-- start of GIVEN TEXT --

Reviewed by James Dodd, The New School for Social Research


This volume collates a wealth of literary and photographic materials documenting the war experience of the generation of phenomenological philosophers that lived through the First World War. As the editors express it in their Introduction, they have sought to "document the texture of the life-world of phenomenology during the war years" of 1914-1918, with some echoes from its immediate aftermath (8). Their work is based on an exhibition curated by Clara Drummond for the KU Leuven Central Library in 2015, "From Ashes to Archives," and consists of letters private and public, postcards, photographs, and excerpts from biographies and war literature.

Edmund Husserl and his family figure prominently in the volume. The editors emphasize, significantly, the contemporary perception among German intellectuals of playing an important role in the articulation of the national and spiritual meaning of the war, and Husserl was no exception (6). Husserl's contribution begins as a signatory of a petition protesting the perceived calumny of press representations of German conduct in Belgium in the opening weeks of the conflict. Husserl's public interventions such as this remain modest but consistent throughout the war, and culminate in the lectures delivered in 1917/18 on "Fichte's Ideal of Humanity," for which he was awarded a Prussian Service Cross for War Assistance in April of 1918 (38-39).

The public statement signed by Husserl in October 1914, "Declaration of the Professors from the Universities and Technical Colleges of the German Empire" (20-21), with its prickly defense of German militarism, makes for difficult reading over a century later. It is difficult to dismiss offhand, especially when one surveys the intellectual power represented collectively by the signatories (including David Hilbert, whose name appears next to Husserl's). This petition appeared two weeks after the more infamous "An die Kulturwelt!," signed by ninety-three leading artists, scientists, and academics, including the Nobel Prize winning philosopher Rudolf Eucken.[1] Both petitions were in painfully defensive response to the virtually universal international outrage at the destruction of the city of Leuven (including the university library mentioned above) in August of 1914.

-- end of GIVEN TEXT --

◆ SET OF TASKS:
• a. From the review, transcribe the passage from "The public statement" up to and including "August of 1914.".
• b. Answer these questions using the review:
(i) Who curated the exhibition that the volume is based on?
(ii) What award did Husserl receive in April 1918 for his lectures on "Fichte's Ideal of Humanity"?
(iii) How many people signed "An die Kulturwelt!"?

-- start of INFORMATION SUPPLIED --

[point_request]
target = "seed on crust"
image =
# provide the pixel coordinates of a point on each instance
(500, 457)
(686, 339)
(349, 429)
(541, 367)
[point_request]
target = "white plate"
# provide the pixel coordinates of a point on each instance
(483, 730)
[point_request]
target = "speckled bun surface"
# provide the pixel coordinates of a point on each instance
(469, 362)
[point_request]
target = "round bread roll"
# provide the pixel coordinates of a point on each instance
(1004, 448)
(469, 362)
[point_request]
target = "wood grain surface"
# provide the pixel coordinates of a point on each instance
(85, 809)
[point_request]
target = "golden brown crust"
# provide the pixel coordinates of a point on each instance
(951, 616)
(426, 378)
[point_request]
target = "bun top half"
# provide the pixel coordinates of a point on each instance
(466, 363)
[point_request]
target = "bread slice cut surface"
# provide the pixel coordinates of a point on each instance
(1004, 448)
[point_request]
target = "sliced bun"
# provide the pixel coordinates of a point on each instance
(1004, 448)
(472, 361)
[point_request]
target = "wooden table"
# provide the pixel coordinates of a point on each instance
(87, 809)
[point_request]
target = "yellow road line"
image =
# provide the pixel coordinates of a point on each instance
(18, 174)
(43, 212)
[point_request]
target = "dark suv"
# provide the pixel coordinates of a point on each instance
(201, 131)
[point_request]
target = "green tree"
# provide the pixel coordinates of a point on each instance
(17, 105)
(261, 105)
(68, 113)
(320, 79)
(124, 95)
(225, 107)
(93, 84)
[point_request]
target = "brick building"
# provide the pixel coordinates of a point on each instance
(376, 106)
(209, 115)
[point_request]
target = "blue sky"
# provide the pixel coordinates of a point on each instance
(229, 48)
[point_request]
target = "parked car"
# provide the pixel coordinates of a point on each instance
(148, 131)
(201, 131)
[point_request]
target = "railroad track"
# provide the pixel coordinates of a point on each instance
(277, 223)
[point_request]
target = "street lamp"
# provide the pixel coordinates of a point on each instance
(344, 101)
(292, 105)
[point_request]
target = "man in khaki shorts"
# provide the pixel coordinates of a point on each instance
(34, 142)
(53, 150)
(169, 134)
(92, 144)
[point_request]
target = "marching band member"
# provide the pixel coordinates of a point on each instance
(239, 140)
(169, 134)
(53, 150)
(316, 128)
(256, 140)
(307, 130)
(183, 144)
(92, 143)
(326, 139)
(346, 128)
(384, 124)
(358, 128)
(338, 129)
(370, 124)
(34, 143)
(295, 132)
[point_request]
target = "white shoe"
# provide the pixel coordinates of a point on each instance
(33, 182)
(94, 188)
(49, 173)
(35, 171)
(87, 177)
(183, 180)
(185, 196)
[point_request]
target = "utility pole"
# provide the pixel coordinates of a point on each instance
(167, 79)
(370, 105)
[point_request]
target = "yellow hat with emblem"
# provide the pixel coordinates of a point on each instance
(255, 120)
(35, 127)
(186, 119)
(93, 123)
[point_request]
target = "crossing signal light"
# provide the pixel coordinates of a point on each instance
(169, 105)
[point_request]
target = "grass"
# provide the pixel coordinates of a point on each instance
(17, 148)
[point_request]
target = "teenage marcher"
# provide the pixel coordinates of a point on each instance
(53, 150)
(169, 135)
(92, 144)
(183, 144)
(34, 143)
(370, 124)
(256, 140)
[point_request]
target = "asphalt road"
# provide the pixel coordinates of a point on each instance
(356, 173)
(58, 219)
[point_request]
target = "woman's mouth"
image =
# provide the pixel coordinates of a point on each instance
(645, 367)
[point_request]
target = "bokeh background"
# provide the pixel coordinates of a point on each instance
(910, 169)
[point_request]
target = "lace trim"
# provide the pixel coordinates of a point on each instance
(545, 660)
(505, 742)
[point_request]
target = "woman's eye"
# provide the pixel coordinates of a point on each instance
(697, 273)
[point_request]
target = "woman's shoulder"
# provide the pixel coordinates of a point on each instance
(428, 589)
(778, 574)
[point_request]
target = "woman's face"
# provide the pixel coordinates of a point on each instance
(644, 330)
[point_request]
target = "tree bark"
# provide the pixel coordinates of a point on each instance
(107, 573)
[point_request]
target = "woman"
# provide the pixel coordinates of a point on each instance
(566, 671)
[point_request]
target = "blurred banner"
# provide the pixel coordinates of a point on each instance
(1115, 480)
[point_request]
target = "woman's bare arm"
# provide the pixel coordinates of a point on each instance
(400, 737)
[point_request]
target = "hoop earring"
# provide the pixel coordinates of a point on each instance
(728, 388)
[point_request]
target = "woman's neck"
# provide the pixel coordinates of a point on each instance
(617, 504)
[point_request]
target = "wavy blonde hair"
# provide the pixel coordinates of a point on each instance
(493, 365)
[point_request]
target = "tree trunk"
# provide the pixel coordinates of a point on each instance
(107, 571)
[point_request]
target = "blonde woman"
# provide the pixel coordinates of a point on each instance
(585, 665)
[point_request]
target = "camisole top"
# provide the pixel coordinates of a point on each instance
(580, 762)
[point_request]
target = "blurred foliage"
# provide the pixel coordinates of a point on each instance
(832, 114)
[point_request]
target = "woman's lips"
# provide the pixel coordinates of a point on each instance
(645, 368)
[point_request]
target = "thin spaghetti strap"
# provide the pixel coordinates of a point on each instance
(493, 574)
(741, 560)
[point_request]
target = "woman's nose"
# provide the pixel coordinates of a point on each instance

-- end of INFORMATION SUPPLIED --

◆ SOLUTIONS TO THE TASKS:
• a.
The public statement signed by Husserl in October 1914, "Declaration of the Professors from the Universities and Technical Colleges of the German Empire" (20-21), with its prickly defense of German militarism, makes for difficult reading over a century later. It is difficult to dismiss offhand, especially when one surveys the intellectual power represented collectively by the signatories (including David Hilbert, whose name appears next to Husserl's). This petition appeared two weeks after the more infamous "An die Kulturwelt!," signed by ninety-three leading artists, scientists, and academics, including the Nobel Prize winning philosopher Rudolf Eucken.[1] Both petitions were in painfully defensive response to the virtually universal international outrage at the destruction of the city of Leuven (including the university library mentioned above) in August of 1914.

• b.
(i) Clara Drummond
(ii) A Prussian Service Cross for War Assistance
(iii) Ninety-three